### SOURCE EXTRACT ###

Jen: Yeah, one of my favorite parts of that episode, actually, as I was listening to the tape you gathered, was hearing the singing and then hearing you singing on the track because you—like you said, it's hard not to get swept up in it. It was such,—it was really such beautiful singing.

[clip of singing in Hebrew]

So, after that episode, Nahanni, you went on on hiatus, um, for the rest of the fall to work on a different audio project. Can you tell us a little bit about what you were working on?

Nahanni: Yeah, sure. So, in the fall I was working intensively on a series called Remembering Vilna: The Jerusalem of Lithuania, which is a ten-part audio documentary on Jewish life in Vilna before, during, and in the years immediately following World War II. And it's based on first-person testimonies from Holocaust survivors who were from Vilna that are housed at the Fortunoff  Video Archive for Holocaust Testimonies at Yale.

And, um, I am actually wrapping up — getting close to wrapping up production of that series and it's gonna be out in the fall. It's kind of an epic project and I'm looking forward to sharing it with people.

Jen: And I'm guessing we'll be able to hear that in all the usual places?

Nahanni: Yeah, so, it's part of a podcast called Those Who Were There. So it's at thosewhowerethere.org, and it's also wherever you get your podcasts.

Jen: Great. Okay, so when Nahani was on leave, that meant that I took up the reins for the season as the main producer with Judith, um, listening to lots and lots of cuts of episodes. And we had a pretty wide range of topics this fall. It was everything from Jewish women leading seances in the 1800s to the problem of get refusal in Israel, where some Jewish women can't obtain a divorce from their husbands and are essentially chained. They're called agunot, which I think literally means chained woman.

We spoke with Kylie Eisman-Lifschitz from Mavoi Satum, an organization in Israel that helps agunot, and something she talked about that really stayed with me is how get refusal affects women in abusive relationships.

[episode clip plays]

Kylie: I mean, an abusive husband, what does he say to his wife? “I'll never let you go. I'll never let you marry anybody else, you'll never have children.” And when the woman gets to the court, the rabbinic courts basically say, “Well, yes, he does have that final say.”

Jen: We've actually gotten some nice feedback from listeners about the range of topics and the choice of topics on the show. One listener said that she likes that we cover both hot topics like the problem of agunot, which she had heard about, but then also lesser-known topics, like women in the spiritualist movement.

Nahanni: I wanna say that I really enjoyed listening to all those episodes, um, and that you did a really great job. You did a great job without me.

Jen: Aw, thank you. [Nahanni laughs]. So one thing I think worth pausing on for a minute is that even though the topics range so much, there's a lot of common themes, I think, running through episodes, and I've even—now that I've worked on a few seasons—I'm even seeing those echoes throughout seasons. So, um, you know, one of the things I think that comes up a lot is making visible certain experiences that maybe aren’t always articulated or lifting up voices that don't get heard often enough or that aren't respected enough.

Judith: I think about it in terms of, like, the interview that I did this year with Samira Mehta on her book The Racism of People Who Love You and wanting to give attention to experiences of Jews of color and, um, and how they're navigating different spaces.

### EXTRACTED DATA ###

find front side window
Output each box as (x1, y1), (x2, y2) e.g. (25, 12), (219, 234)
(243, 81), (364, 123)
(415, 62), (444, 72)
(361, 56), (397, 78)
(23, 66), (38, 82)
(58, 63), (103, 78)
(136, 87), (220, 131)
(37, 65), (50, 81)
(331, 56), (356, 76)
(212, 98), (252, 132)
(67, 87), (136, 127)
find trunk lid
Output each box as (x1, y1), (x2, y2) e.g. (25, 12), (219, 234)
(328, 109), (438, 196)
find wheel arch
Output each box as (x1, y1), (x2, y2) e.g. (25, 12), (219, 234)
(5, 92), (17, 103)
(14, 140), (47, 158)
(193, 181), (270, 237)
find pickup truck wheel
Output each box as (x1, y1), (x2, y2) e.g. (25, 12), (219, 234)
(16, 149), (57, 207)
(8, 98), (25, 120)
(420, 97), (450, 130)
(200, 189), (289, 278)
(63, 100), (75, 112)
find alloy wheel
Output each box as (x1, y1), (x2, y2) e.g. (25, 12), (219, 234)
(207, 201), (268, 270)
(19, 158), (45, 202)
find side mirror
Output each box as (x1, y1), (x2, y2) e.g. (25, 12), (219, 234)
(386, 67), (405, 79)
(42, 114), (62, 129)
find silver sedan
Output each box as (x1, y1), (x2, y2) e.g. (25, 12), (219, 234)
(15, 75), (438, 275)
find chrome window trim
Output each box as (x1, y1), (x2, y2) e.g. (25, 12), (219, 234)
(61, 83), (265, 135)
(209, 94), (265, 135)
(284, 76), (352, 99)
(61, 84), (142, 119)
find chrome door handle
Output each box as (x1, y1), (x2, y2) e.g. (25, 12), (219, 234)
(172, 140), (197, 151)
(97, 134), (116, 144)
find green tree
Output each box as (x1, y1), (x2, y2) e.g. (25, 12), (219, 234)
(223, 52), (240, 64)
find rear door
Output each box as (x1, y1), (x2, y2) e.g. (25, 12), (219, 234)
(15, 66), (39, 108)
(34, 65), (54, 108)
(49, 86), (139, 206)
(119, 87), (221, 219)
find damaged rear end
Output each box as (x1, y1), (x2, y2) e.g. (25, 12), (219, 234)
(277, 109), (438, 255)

###

TASKS TO PERFORM:
**a)** What is the name of the ten-part audio documentary Nahanni worked on during the fall, according to the podcast transcript?
**b)** Give the rows from their first line through the line containing "(19, 158), (45, 202)", both included, as a JSON list of strings with one string per line and blank lines left out.

RESPONSES IN ORDER:
**a)** Remembering Vilna: The Jerusalem of Lithuania

**b)**
[
  "find front side window",
  "Output each box as (x1, y1), (x2, y2) e.g. (25, 12), (219, 234)",
  "(243, 81), (364, 123)",
  "(415, 62), (444, 72)",
  "(361, 56), (397, 78)",
  "(23, 66), (38, 82)",
  "(58, 63), (103, 78)",
  "(136, 87), (220, 131)",
  "(37, 65), (50, 81)",
  "(331, 56), (356, 76)",
  "(212, 98), (252, 132)",
  "(67, 87), (136, 127)",
  "find trunk lid",
  "Output each box as (x1, y1), (x2, y2) e.g. (25, 12), (219, 234)",
  "(328, 109), (438, 196)",
  "find wheel arch",
  "Output each box as (x1, y1), (x2, y2) e.g. (25, 12), (219, 234)",
  "(5, 92), (17, 103)",
  "(14, 140), (47, 158)",
  "(193, 181), (270, 237)",
  "find pickup truck wheel",
  "Output each box as (x1, y1), (x2, y2) e.g. (25, 12), (219, 234)",
  "(16, 149), (57, 207)",
  "(8, 98), (25, 120)",
  "(420, 97), (450, 130)",
  "(200, 189), (289, 278)",
  "(63, 100), (75, 112)",
  "find alloy wheel",
  "Output each box as (x1, y1), (x2, y2) e.g. (25, 12), (219, 234)",
  "(207, 201), (268, 270)",
  "(19, 158), (45, 202)"
]